Records for this task start

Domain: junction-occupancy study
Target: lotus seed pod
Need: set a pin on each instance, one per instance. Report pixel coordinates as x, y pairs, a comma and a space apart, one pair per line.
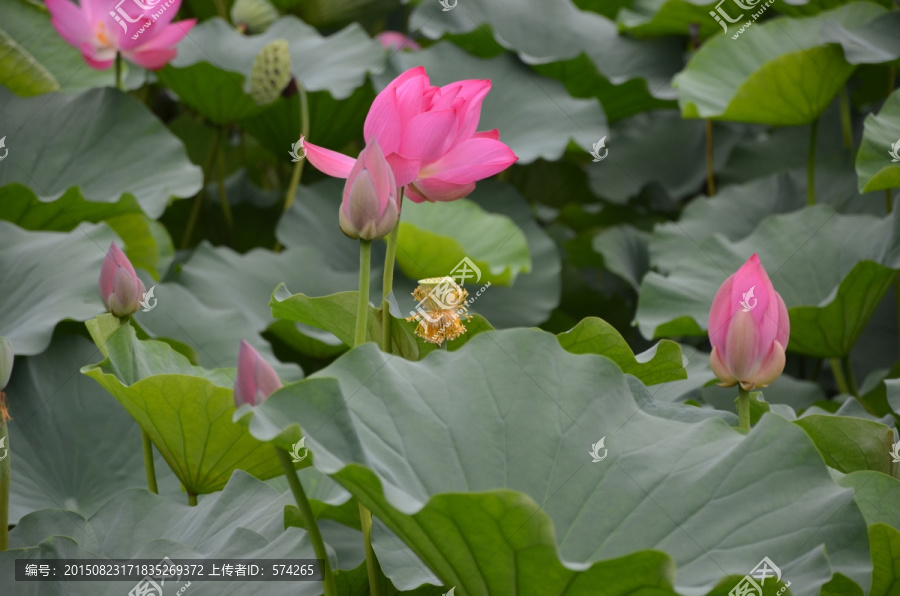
253, 15
271, 72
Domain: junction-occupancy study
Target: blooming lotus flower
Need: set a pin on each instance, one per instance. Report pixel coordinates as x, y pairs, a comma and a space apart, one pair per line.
256, 380
394, 40
371, 206
428, 136
120, 288
100, 28
6, 362
748, 329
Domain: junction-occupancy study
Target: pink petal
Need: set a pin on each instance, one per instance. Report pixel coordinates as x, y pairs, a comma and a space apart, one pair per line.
720, 369
429, 135
70, 22
433, 189
405, 170
328, 161
471, 160
720, 316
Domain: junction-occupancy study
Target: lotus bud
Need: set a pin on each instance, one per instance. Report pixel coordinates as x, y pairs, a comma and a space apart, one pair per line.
748, 329
371, 208
256, 379
6, 362
120, 288
253, 16
271, 72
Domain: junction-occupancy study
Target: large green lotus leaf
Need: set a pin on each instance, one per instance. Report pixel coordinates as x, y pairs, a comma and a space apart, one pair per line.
243, 521
782, 72
850, 444
220, 297
535, 115
877, 494
48, 277
875, 164
459, 446
55, 463
872, 43
524, 26
434, 238
672, 164
113, 145
186, 411
216, 57
812, 257
34, 59
661, 363
528, 302
653, 18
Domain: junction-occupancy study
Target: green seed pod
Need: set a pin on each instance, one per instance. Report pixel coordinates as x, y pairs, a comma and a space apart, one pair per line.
254, 15
271, 72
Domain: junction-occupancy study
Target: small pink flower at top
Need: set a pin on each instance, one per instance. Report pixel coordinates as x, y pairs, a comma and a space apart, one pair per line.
120, 288
256, 379
428, 136
748, 329
370, 208
100, 28
394, 40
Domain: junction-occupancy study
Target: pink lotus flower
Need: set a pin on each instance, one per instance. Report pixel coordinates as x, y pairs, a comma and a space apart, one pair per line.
256, 380
748, 329
370, 209
120, 288
100, 28
428, 136
394, 40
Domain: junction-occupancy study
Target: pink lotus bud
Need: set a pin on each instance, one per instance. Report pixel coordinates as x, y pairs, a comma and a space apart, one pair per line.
370, 209
748, 329
256, 380
6, 361
120, 288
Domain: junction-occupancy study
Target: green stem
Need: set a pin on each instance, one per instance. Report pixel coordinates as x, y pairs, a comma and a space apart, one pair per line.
387, 285
811, 165
846, 122
362, 305
148, 463
743, 409
309, 521
119, 71
838, 372
849, 376
365, 518
304, 132
201, 194
220, 181
710, 164
5, 472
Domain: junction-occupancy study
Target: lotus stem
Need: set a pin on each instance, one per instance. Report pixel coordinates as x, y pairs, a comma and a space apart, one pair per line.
811, 164
304, 132
309, 521
846, 122
149, 466
365, 518
838, 372
220, 182
119, 85
5, 473
710, 164
362, 305
743, 409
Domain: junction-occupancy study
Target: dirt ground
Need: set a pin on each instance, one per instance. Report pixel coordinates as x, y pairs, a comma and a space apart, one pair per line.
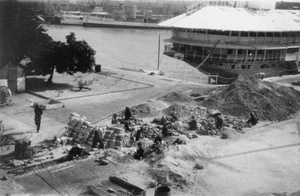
263, 161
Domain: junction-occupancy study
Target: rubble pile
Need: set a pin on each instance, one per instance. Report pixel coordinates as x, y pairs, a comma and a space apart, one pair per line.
176, 97
247, 94
182, 114
78, 128
83, 132
144, 110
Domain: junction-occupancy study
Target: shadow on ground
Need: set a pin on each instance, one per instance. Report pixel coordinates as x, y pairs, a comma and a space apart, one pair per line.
41, 84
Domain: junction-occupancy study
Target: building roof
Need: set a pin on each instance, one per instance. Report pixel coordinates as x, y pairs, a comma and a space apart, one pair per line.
237, 19
228, 45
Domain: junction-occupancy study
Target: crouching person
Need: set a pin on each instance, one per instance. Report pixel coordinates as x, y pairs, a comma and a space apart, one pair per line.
140, 153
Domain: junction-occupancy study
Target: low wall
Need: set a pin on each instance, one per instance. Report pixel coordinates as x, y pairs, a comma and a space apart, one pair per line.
21, 87
3, 82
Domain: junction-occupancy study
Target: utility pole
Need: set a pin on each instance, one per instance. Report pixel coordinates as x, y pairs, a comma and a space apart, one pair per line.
158, 52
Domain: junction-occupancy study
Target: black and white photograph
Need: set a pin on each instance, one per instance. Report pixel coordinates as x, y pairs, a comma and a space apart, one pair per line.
150, 97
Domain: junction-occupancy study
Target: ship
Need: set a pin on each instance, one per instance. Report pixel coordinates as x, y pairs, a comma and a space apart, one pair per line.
119, 19
71, 18
223, 39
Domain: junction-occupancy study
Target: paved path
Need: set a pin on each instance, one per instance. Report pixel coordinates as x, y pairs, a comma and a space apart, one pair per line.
132, 88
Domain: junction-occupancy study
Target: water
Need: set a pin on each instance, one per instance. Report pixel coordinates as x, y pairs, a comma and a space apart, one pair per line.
129, 48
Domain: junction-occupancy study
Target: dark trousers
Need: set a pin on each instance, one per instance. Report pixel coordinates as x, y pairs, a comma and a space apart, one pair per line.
37, 120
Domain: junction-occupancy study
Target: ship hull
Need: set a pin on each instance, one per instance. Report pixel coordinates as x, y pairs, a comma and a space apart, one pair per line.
122, 24
71, 22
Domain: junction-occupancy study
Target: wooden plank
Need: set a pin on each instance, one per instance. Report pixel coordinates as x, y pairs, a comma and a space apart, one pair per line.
99, 191
128, 186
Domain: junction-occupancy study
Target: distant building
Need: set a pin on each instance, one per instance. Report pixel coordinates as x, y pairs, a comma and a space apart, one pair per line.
13, 77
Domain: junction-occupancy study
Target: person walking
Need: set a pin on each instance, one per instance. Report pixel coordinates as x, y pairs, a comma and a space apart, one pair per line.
127, 113
97, 140
219, 122
37, 117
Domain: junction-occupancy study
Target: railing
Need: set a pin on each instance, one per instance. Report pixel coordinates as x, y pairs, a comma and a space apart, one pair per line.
196, 56
200, 4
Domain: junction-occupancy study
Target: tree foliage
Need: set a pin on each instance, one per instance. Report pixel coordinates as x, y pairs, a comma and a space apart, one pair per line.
77, 56
21, 35
20, 32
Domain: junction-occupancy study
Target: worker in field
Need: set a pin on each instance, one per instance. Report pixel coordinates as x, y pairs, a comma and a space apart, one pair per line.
193, 124
218, 121
252, 120
166, 129
97, 140
128, 113
37, 116
139, 154
114, 119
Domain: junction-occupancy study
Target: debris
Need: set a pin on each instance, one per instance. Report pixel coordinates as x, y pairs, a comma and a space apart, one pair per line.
110, 190
176, 97
126, 185
98, 191
198, 166
248, 94
4, 178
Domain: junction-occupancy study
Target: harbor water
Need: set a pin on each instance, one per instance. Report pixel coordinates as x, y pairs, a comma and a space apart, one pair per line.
129, 49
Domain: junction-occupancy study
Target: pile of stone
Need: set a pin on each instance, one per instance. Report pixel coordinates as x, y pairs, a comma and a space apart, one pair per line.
78, 128
113, 138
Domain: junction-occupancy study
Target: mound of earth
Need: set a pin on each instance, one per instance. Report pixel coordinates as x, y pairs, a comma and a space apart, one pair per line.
144, 110
268, 100
176, 97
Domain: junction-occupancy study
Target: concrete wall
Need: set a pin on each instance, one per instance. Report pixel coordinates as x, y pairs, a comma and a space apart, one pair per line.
3, 82
21, 87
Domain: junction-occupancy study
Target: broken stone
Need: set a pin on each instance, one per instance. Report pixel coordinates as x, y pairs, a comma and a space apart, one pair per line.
4, 178
194, 136
198, 166
110, 190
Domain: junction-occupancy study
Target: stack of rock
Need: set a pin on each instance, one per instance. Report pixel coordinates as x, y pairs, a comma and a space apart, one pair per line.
113, 138
23, 150
78, 128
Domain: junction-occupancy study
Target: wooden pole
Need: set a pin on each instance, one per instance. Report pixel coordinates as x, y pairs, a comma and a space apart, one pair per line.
158, 52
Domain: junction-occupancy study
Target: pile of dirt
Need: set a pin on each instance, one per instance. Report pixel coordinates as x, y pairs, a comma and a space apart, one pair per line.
176, 97
144, 110
269, 101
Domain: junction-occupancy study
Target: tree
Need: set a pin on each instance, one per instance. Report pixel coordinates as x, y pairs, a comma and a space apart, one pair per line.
20, 31
70, 57
21, 35
77, 56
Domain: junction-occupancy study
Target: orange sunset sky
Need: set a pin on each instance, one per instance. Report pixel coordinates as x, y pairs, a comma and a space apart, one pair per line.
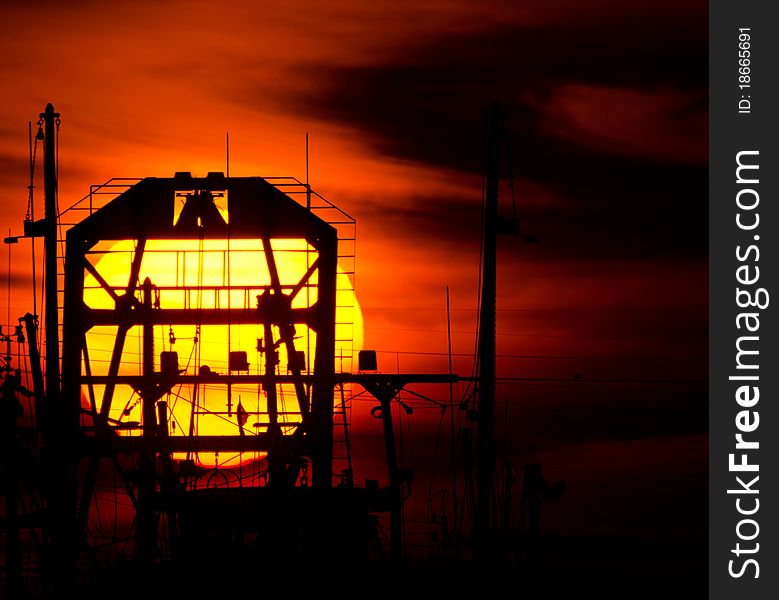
606, 103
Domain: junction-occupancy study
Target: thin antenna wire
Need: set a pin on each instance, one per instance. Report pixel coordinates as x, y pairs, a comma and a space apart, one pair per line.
451, 416
32, 216
308, 186
9, 282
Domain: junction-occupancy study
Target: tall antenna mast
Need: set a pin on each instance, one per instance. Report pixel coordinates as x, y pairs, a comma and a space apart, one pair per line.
485, 449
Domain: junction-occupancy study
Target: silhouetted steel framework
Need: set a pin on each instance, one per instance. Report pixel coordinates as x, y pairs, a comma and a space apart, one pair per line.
80, 425
257, 211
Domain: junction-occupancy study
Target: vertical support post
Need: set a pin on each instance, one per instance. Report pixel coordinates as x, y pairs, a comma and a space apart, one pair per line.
485, 449
396, 528
50, 247
146, 520
56, 425
324, 365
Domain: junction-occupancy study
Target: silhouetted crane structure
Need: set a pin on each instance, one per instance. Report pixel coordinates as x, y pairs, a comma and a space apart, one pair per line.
106, 428
103, 471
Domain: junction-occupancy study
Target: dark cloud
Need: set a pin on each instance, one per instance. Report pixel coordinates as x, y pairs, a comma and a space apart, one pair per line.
624, 192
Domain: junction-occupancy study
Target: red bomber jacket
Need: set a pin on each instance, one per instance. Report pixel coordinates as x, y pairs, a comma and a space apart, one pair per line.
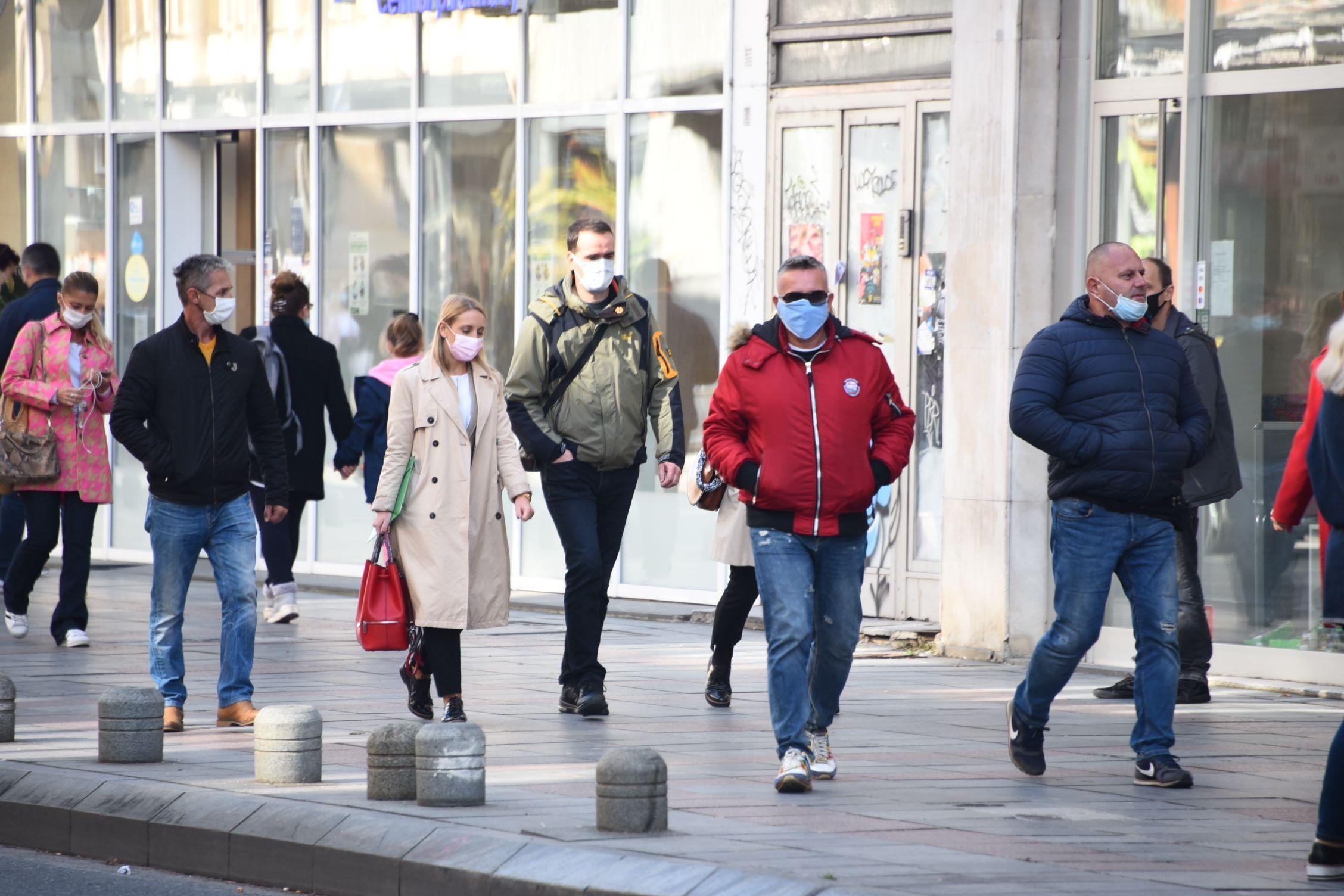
808, 442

Records for this task end

§ **Instruction**
How many lines of the records contain the string "antenna"? Case counts, and your reply should be the number alone.

§ **Response for this exercise**
2